┌────────

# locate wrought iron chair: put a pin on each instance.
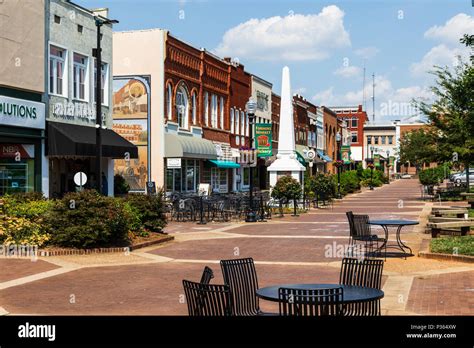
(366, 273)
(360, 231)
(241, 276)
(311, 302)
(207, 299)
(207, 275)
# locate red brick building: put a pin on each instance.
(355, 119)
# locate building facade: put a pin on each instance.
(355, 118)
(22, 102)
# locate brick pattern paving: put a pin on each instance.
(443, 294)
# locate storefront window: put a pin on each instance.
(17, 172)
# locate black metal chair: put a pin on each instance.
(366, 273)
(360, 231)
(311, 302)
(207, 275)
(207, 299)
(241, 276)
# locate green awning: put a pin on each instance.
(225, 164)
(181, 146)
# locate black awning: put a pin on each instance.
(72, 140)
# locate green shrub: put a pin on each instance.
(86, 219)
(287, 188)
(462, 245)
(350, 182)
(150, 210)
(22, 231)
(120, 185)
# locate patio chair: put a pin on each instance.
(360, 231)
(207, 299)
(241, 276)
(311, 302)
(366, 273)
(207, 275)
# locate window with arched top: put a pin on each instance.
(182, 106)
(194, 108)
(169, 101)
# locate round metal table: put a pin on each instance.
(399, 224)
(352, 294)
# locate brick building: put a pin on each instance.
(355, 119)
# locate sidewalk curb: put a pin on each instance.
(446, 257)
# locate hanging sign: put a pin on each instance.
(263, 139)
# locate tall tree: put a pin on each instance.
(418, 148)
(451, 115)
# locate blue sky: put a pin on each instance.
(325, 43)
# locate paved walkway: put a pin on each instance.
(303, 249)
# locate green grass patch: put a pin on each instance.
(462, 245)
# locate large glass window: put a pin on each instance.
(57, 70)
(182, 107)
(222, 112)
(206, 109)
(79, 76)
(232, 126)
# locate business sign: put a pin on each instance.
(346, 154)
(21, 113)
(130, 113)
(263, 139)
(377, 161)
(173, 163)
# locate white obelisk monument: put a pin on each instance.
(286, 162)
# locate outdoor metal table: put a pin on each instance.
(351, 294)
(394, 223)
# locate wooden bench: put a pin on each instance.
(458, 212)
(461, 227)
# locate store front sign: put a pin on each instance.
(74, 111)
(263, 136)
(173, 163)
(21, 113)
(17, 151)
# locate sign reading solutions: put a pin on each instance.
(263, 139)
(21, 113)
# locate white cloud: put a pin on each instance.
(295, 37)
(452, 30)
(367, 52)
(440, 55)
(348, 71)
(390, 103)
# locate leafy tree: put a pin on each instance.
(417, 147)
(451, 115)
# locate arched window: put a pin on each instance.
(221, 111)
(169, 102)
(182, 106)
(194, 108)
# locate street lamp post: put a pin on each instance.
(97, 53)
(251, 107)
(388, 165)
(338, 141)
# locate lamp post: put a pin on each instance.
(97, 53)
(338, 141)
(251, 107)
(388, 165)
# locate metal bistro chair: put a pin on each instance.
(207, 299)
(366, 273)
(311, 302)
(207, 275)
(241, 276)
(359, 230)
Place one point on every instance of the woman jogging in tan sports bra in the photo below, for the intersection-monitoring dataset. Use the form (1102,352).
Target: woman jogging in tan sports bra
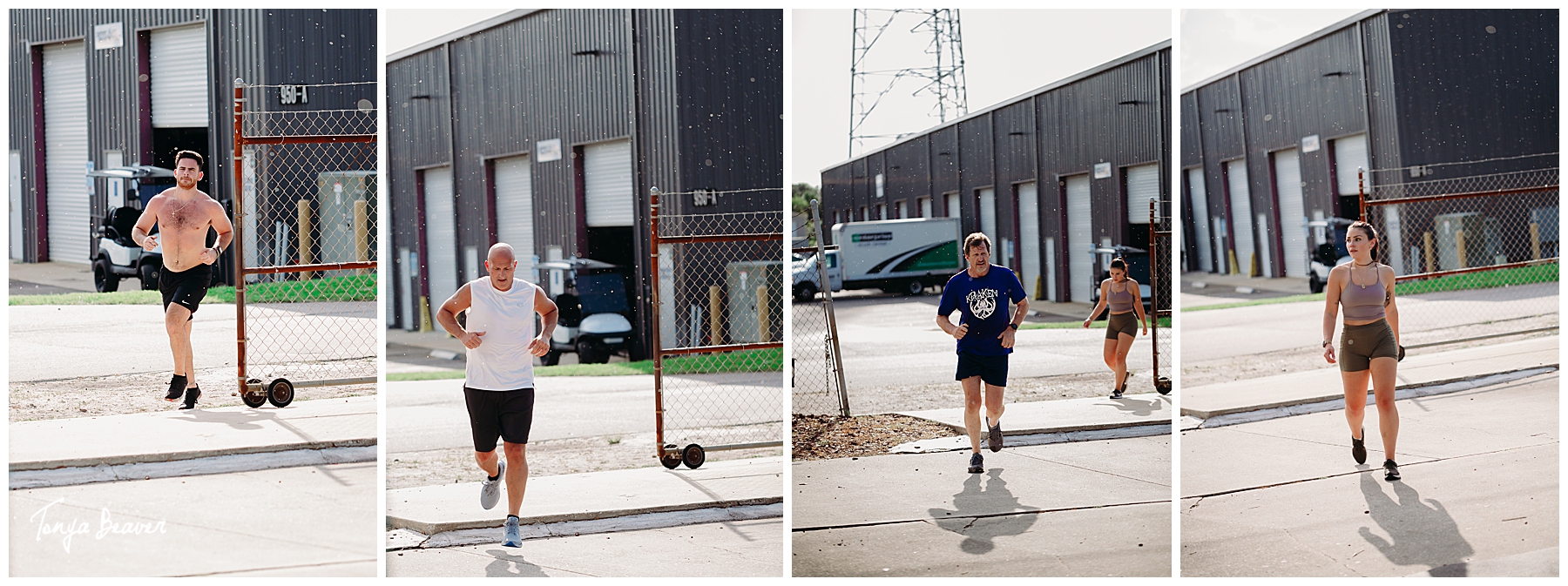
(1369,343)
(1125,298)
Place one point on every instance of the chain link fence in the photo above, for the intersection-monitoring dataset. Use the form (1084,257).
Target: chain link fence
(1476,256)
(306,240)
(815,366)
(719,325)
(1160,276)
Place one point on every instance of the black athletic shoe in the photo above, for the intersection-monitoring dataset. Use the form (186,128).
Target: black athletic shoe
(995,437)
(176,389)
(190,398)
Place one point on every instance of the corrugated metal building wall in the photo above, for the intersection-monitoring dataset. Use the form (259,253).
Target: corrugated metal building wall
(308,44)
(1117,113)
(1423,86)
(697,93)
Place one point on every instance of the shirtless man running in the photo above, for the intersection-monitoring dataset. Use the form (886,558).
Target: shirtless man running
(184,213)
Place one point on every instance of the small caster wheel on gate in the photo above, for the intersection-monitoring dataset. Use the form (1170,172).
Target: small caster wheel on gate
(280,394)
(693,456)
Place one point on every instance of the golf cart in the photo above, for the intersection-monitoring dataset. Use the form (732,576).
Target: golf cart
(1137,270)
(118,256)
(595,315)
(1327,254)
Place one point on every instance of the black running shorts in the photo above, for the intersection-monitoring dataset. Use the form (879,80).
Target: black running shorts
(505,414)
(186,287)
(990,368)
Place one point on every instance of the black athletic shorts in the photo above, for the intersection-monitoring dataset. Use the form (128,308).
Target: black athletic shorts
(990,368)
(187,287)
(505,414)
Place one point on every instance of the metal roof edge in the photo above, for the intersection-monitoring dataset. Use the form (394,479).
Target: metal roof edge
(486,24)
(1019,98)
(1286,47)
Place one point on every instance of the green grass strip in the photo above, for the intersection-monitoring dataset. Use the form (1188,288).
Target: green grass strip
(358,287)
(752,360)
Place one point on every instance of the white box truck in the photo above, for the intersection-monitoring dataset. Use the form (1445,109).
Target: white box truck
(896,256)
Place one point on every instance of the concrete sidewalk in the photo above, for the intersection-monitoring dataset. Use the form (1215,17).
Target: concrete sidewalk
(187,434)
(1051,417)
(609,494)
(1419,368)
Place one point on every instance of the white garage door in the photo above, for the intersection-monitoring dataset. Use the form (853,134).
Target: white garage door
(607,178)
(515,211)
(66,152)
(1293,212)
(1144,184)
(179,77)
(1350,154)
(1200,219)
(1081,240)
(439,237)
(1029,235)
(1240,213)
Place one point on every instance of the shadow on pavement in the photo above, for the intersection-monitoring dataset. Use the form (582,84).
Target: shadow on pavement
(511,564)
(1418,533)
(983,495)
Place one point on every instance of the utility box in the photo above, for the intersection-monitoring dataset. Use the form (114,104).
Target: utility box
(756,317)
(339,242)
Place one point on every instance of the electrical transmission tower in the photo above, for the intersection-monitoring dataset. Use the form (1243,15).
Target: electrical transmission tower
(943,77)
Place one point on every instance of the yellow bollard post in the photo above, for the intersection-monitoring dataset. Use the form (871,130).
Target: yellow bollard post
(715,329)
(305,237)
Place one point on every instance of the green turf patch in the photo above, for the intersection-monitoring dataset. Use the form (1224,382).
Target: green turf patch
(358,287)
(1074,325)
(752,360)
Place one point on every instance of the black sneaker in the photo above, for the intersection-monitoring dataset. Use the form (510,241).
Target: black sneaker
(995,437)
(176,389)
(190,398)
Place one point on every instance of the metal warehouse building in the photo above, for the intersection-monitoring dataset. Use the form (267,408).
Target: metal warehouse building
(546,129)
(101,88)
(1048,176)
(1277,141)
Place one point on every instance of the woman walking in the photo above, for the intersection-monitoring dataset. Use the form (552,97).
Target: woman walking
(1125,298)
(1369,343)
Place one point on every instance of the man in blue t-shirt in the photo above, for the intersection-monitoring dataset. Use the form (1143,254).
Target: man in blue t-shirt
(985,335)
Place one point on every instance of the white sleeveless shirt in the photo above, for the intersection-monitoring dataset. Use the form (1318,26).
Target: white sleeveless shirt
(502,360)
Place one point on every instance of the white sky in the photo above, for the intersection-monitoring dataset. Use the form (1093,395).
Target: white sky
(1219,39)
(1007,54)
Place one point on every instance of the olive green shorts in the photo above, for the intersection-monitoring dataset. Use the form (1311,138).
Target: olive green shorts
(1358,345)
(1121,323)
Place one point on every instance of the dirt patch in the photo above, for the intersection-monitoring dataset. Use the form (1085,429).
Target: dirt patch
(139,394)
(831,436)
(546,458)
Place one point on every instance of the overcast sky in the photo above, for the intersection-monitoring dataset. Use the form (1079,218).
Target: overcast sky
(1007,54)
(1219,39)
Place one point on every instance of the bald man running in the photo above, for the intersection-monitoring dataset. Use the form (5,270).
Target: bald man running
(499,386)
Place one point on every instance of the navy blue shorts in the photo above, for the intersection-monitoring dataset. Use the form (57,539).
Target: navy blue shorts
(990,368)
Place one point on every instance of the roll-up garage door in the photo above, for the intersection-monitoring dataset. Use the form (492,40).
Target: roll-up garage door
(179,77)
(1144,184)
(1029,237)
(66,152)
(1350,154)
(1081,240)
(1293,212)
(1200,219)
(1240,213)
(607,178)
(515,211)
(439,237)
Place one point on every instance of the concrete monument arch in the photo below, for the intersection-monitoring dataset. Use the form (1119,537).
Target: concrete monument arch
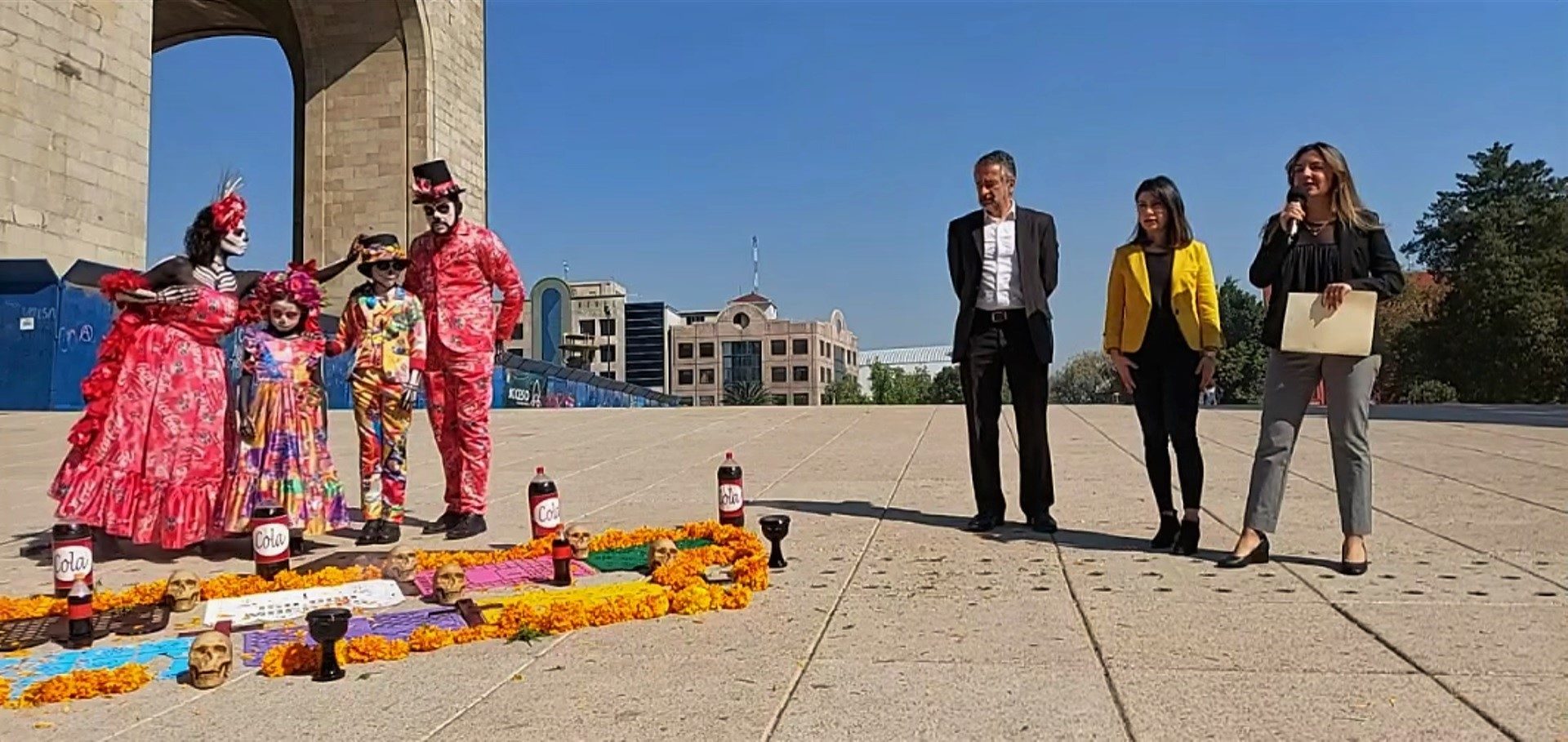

└────────

* **WHAT TO DO**
Reproduce the entries word for word, from the line containing "Place one point on every instance of the concrete monument" through the end of the entries, leaving out the pictures.

* **EXPECTED OUTPUT**
Place one point on every instance of the concrete monument arch in the photo below, for the intersection-monitoring dataset. Use the form (1119,537).
Target: concrete monument arch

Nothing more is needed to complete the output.